• **Set task**
Display every line of the records below that contains the string "mountain", treating uppercase and lowercase letters as different.

====== Supplied data

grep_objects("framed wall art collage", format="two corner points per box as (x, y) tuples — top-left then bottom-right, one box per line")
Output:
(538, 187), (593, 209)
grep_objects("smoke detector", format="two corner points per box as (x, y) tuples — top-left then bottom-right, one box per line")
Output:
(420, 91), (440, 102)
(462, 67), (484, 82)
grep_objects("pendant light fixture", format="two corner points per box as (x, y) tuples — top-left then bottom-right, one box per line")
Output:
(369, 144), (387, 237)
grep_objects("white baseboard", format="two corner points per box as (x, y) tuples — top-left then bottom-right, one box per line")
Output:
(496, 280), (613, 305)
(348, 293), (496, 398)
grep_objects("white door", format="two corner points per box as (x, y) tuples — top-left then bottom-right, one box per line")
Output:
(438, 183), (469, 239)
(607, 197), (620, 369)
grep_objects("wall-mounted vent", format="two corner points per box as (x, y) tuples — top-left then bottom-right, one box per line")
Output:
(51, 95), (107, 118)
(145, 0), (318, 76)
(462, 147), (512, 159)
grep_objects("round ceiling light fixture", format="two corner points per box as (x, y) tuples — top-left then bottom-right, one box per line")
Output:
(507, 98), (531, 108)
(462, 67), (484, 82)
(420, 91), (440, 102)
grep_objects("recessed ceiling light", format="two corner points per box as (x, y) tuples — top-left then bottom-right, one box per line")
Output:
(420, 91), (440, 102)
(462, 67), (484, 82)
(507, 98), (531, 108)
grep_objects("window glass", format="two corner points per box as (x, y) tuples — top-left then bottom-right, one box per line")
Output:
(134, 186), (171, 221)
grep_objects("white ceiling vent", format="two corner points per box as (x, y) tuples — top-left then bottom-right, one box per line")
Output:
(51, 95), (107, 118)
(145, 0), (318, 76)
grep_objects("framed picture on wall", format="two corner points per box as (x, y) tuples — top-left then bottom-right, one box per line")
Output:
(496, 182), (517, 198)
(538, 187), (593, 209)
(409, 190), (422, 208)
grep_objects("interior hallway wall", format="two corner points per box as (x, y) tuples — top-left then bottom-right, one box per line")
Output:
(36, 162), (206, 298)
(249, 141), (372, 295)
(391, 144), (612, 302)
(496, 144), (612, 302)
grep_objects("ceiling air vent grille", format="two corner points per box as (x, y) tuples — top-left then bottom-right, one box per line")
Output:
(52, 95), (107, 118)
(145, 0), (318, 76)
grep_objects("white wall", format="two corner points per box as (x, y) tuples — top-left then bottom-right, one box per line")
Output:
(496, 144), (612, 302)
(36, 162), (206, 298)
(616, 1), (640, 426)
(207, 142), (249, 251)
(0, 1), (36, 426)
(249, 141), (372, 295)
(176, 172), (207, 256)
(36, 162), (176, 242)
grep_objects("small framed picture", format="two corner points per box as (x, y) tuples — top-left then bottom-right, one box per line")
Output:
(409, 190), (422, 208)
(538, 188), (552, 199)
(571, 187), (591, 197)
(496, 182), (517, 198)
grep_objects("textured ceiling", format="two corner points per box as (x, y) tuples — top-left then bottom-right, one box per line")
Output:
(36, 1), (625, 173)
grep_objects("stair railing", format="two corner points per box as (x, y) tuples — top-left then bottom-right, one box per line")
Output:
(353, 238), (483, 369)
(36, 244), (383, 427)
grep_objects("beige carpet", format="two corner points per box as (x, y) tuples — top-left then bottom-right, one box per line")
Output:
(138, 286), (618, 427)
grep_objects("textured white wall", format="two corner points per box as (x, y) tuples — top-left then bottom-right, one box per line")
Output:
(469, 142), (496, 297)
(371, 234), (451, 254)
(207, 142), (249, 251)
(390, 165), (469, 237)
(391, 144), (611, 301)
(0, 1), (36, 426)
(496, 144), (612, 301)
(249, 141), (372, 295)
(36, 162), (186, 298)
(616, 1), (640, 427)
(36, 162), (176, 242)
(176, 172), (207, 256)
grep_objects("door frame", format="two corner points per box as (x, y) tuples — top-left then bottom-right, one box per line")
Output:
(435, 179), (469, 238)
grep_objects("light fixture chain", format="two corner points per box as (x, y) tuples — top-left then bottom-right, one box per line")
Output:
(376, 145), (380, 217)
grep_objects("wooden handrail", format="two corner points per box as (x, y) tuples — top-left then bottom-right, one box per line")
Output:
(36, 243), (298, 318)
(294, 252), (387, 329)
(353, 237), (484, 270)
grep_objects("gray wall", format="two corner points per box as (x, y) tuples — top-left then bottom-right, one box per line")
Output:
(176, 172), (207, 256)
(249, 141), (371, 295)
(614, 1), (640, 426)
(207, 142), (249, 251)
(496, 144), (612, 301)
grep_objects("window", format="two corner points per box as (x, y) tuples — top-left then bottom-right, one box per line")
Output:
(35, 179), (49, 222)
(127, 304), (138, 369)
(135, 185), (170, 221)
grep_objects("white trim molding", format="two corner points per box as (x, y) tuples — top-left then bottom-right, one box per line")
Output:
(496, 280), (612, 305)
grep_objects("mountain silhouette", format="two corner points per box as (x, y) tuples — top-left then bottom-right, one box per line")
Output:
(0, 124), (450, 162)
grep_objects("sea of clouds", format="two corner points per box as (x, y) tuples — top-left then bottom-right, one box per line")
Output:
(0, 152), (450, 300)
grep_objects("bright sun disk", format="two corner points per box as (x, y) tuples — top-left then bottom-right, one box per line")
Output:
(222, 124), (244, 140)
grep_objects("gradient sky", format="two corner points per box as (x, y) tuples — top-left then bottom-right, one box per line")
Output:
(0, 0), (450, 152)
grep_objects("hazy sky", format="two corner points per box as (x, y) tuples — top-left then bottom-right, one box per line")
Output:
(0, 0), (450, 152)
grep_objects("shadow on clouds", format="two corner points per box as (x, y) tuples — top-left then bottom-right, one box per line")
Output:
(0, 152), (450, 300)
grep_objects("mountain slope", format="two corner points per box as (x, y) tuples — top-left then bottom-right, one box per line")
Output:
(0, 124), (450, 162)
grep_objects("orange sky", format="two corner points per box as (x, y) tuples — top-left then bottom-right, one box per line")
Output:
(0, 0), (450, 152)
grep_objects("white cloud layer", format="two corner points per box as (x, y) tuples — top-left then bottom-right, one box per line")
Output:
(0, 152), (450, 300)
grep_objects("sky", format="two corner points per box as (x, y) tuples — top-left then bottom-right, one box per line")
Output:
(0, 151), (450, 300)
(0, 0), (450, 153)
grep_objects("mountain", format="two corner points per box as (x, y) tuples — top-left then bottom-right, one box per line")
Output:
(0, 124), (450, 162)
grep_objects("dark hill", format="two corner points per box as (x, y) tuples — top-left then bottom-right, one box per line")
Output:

============

• **Complete response**
grep_objects("mountain silhouette", format="two corner points per box as (x, y) tuples — top-left then bottom-right, one box per line")
grep_objects("mountain slope", format="two corner points per box as (x, y) tuples — top-left then bottom-right, one box per line")
grep_objects("mountain", format="two corner points per box as (x, y) tuples — top-left then bottom-right, one box per line")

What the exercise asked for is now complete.